- Stated exercise
Images should be left out, and everything else in the listing reproduced exactly.

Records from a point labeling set
.....
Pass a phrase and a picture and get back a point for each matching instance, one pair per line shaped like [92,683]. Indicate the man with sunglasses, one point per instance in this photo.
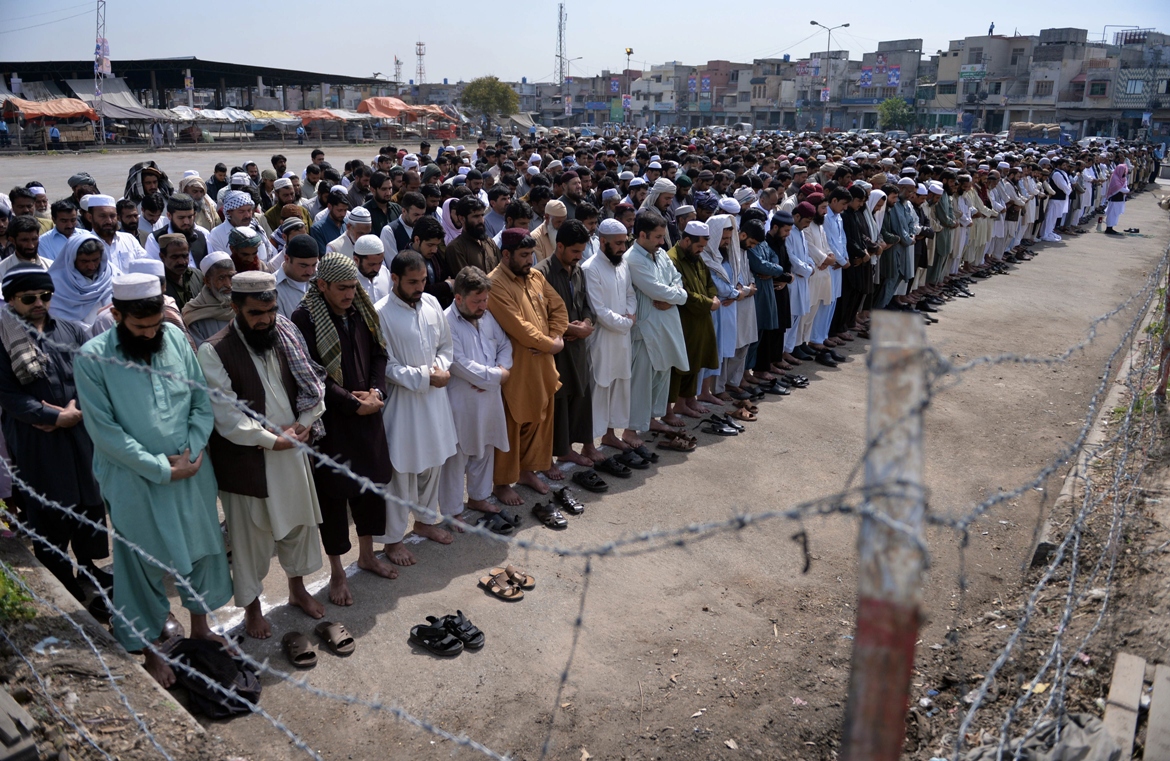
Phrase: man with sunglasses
[48,447]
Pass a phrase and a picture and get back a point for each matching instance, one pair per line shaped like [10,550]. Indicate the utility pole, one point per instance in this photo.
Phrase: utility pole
[890,557]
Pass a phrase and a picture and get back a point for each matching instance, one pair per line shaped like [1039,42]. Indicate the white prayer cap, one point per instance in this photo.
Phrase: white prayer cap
[149,266]
[252,282]
[367,246]
[137,285]
[213,259]
[611,227]
[358,216]
[729,206]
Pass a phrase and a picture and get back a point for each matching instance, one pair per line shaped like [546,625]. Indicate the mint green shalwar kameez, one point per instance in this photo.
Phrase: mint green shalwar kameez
[136,419]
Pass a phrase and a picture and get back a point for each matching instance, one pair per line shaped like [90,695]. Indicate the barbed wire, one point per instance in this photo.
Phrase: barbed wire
[851,501]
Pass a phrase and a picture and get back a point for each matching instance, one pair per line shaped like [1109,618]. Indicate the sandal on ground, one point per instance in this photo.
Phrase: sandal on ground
[336,637]
[631,459]
[517,576]
[501,587]
[644,452]
[568,502]
[460,628]
[297,650]
[496,523]
[742,415]
[613,467]
[590,481]
[435,640]
[550,516]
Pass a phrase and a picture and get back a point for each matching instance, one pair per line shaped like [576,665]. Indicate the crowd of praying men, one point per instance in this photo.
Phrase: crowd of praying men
[452,327]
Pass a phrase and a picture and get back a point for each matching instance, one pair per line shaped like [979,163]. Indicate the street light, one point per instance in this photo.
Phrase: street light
[828,55]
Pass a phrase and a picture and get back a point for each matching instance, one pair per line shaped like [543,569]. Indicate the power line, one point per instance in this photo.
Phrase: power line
[76,15]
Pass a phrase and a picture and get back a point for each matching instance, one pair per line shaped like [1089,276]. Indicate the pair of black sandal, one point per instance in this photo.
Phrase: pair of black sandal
[550,514]
[447,636]
[502,522]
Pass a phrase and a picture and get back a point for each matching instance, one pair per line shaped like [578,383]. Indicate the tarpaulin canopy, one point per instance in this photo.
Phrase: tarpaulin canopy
[383,108]
[117,101]
[56,109]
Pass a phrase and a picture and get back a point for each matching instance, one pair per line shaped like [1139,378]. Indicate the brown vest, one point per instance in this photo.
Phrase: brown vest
[240,470]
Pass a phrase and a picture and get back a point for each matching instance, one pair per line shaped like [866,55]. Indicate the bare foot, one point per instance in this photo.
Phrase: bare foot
[158,669]
[255,625]
[434,533]
[508,495]
[300,597]
[530,479]
[610,439]
[339,590]
[482,506]
[398,554]
[376,566]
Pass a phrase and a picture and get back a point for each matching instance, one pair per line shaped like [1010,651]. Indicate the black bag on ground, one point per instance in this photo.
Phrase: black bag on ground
[212,662]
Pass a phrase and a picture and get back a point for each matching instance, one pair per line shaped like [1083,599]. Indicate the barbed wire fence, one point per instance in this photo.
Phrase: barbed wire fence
[1109,493]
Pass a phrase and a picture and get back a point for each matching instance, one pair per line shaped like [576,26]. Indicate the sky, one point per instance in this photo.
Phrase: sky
[462,42]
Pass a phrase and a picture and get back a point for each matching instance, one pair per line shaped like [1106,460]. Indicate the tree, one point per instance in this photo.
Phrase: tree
[489,96]
[895,114]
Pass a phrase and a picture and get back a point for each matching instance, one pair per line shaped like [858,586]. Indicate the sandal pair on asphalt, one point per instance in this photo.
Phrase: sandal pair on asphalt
[507,583]
[447,636]
[300,652]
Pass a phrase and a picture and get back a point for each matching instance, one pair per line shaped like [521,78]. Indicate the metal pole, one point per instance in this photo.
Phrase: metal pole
[890,561]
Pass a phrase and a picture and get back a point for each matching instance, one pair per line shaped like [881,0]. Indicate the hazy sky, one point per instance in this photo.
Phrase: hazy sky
[520,42]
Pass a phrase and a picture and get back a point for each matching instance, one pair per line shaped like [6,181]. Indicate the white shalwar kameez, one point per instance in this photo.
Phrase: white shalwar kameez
[420,430]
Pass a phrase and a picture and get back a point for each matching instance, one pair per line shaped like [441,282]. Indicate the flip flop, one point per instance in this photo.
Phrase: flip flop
[461,629]
[435,640]
[632,460]
[297,650]
[500,585]
[645,453]
[495,523]
[568,502]
[590,481]
[336,637]
[613,467]
[550,516]
[517,576]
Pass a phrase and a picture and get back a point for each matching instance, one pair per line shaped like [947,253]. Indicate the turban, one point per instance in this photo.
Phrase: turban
[236,199]
[243,237]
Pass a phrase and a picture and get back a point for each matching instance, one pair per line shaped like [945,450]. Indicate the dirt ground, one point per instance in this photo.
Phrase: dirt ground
[689,650]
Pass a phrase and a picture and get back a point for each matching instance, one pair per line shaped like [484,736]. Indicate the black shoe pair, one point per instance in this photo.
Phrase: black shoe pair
[447,636]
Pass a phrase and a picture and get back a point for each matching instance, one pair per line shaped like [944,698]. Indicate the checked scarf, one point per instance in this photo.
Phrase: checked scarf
[310,386]
[337,268]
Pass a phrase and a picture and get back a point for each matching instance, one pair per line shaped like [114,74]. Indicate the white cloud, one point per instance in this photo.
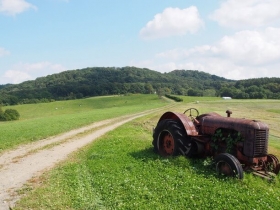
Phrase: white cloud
[172,22]
[3,52]
[29,71]
[240,13]
[245,54]
[13,7]
[244,47]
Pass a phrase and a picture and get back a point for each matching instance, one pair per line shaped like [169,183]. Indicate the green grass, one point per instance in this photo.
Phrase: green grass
[39,121]
[121,171]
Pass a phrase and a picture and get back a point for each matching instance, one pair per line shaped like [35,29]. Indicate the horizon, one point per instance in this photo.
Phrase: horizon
[42,38]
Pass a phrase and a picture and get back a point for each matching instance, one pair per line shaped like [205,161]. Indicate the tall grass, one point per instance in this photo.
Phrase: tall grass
[39,121]
[121,171]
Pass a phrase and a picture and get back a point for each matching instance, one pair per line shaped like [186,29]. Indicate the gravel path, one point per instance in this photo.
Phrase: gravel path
[29,161]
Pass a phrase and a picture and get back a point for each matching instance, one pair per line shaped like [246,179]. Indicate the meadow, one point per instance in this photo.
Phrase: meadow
[121,171]
[39,121]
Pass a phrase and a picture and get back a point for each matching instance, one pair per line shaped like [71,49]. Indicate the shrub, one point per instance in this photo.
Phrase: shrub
[9,114]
.....
- Answer below
Pass a phrase and a picture and get back a point for each matching instance, one pair per line shaped like [92,683]. Indicate the man with sunglasses, one point per instance in this photo.
Phrase: man with sunglasses
[48,447]
Pass a phrase and a picture and get back a point for each matching instance, one pair per line shaped like [10,550]. Indicate the utility pole, one point per instance in this photo.
Phrase: utility pole
[890,557]
Pass a phrase and a picture and get back a point for each matching instance, one pair per line shaped like [1039,42]. Indicate the white prayer cap, one point per instance in this photo.
Phrase: white prayer cap
[149,266]
[252,282]
[367,246]
[137,285]
[213,259]
[611,227]
[358,216]
[729,206]
Pass a phrase and a picture and get back a point for each matching instance, one pair per line shaped like [546,625]. Indicate the mint green shalwar kameez, one point per instance in this photo.
Phrase: mint green shalwar kameez
[136,419]
Pass a phrase and a picture and get back a point for each matching instance, one pair per line shaped like [90,695]. Indicate the barbed wire, one point per instance in this photo.
Phrase: barbed wire
[851,501]
Pass a phrase and a picture and get back a point for each matching instance, one pair per line shaped like [1109,618]. Indicate the sandal on ground, one point per instance in this photo.
Phrase: sandal on ground
[336,637]
[631,459]
[517,576]
[501,587]
[644,452]
[568,502]
[460,628]
[297,650]
[496,523]
[742,415]
[613,467]
[590,481]
[435,640]
[550,516]
Pass a phrase and a picture and get back a point for each matching instance, one pair per line shaped like [576,665]. Indicate the crowd of praying men, one point per instance in this photo.
Phrase: crowd of praying men
[452,327]
Pass a phrase and a picture and get back a point for each matching instance, one pair per line shaped like [979,163]. Indicate the street light, one point per instance in this photo.
Phrase: street light
[828,55]
Pass a phrase and a picture and get back a point for each matching instance, one pair per line shaped like [543,569]. Indicate the power line, one point per instance in this photo.
Phrase: power line
[76,15]
Pass a phrase and a picture and get back a point for each matching instance, one pair per line shaped like [1089,276]. Indicate the pair of black sandal, one point per instance in this photo.
Phrase: pair of black sandal
[550,514]
[447,636]
[502,522]
Pass a phrase and a picture and get back a point for each matching instance, one pair per line shaped like [578,383]. Indicate the tarpaulin canopy, one point per instance in this photo.
Phrase: tarpaulin canopy
[383,108]
[117,101]
[56,109]
Pass a phrase and a picture and get back a point for each matching instance, one pair per line shaped like [1139,378]. Indicate the brown vest, one point per instance in this photo.
Phrase: brown vest
[240,470]
Pass a phrase and a picture and get back a point for each matching instance, one pair per line shaped like [866,55]. Indicate the bare foot, one point per instance in this photo.
Phrase: bare foot
[158,669]
[255,625]
[434,533]
[508,495]
[300,597]
[530,479]
[610,439]
[339,590]
[482,506]
[398,554]
[376,566]
Pass a phrase and a picture and get back a point for each matching instance, one pair per line shaped like [1010,651]. Indicate the black bag on ground, one point per instance in this photo.
Phrase: black bag on ground
[212,662]
Pass a phrase and a picture and get back a point for each matching instance, one pair per line shaped like [1083,599]. Indicate the barbed wire fence, one point per instance in this photo.
Phrase: barbed wire fence
[1109,493]
Pass a phrase and a picture and get back a point for each matching instance, one pair per line shaped like [576,26]. Indicate the sky, one point per instance in this photo.
Phrase: sky
[462,42]
Pass a phrase and a picture and get back a point for each matching instance, one pair per line shaped like [1106,460]. Indicate the tree, one point per instance in this photo.
Phrase: tree
[489,96]
[895,114]
Pass a phrase and a picture and get back a point for each matching instance, one pair per line shaped like [858,586]. Indicate the sandal pair on asphalt, one point per instance in this photo.
Phrase: sandal pair on asphalt
[507,583]
[447,636]
[300,652]
Pass a phrase and a picture and get back a point for each matching instance, one pair per line shaped like [521,78]. Indicate the metal pole, one point per instance in this photo.
Phrase: metal pole
[890,561]
Pass a phrase and a picture and get back a point for each matching instance, one pair per line shaped like [881,0]. Indicate the hazy sky, one point per instance in this photo.
Phrase: hazy sky
[520,42]
Pass a phrase and a picture and get back a point for each matching instance, one pair per line shaped like [6,181]. Indicate the white shalwar kameez, one point per instance in this photo.
Phrase: white shalwar kameez
[420,430]
Pass a phrase and a picture and get back a point for each matching instance, one pair per line shaped like [441,282]. Indicate the flip flop, one point per instance in this photo.
Phrase: flip flop
[461,629]
[435,640]
[632,460]
[297,650]
[500,585]
[645,453]
[495,523]
[568,502]
[590,481]
[336,637]
[613,467]
[550,516]
[517,576]
Pass a phrase and a picture and get back a point for each matching instance, one pair per line shaped like [947,253]. Indicate the turban, one point per instance in this photo.
Phrase: turban
[236,199]
[243,237]
Pass a phrase and a picture and get back a point for each matching instance, one pair per line shaped like [945,450]. Indicate the dirt ground, one point per instance in this photo.
Phrase: dirt ground
[689,650]
Pass a phrase and a picture and get back a point for each matching instance, one pair per line shaped like [484,736]. Indicate the black shoe pair, one point per instance in this photo.
Phrase: black shoe pair
[447,636]
Pass a phrase and a picture and get back a point for each matching instance, one pair per line shaped like [944,698]. Indicate the checked scarf, one point per instance in this photo.
Phrase: checked scarf
[310,386]
[337,268]
Pass a phrase and a picture and get back a point for each matching instance, one pair per line shaped like [114,74]. Indicate the white cloud, one point per instance in this photo.
Phrase: white cloud
[172,22]
[3,52]
[29,71]
[240,13]
[245,54]
[13,7]
[244,47]
Pass a phrase and a picture and get back a point for each matching instance, one pair per line shaped like [169,183]. Indicate the green grass, one point per instance in this photo.
Phrase: green grass
[39,121]
[121,171]
Pass a phrase and a picture and get back a point for each matching instance, one pair per line shaped like [35,29]. Indicate the horizon, one point per instance in this photo.
Phrase: horizon
[42,38]
Pass a phrase and a picture and get back a point for each matching instance, one pair per line shaped like [205,161]. Indicate the tall grass, one point per instance in this photo.
Phrase: tall grass
[39,121]
[121,171]
Pass a phrase and a picture and get back a point for each matching instance, one pair per line shaped like [186,29]. Indicate the gravel path, one point per instance in this photo.
Phrase: gravel path
[29,161]
Pass a phrase and a picture and get back a point for each matching instance, one pair per line shaped like [246,179]. Indicate the meadow, one point per instance in this photo.
Phrase: meadow
[121,171]
[39,121]
Pass a phrase and a picture and get back a point for each matching instance, one pair per line shaped like [71,49]. Indicate the shrub, one point per instance in this photo.
Phrase: shrub
[9,114]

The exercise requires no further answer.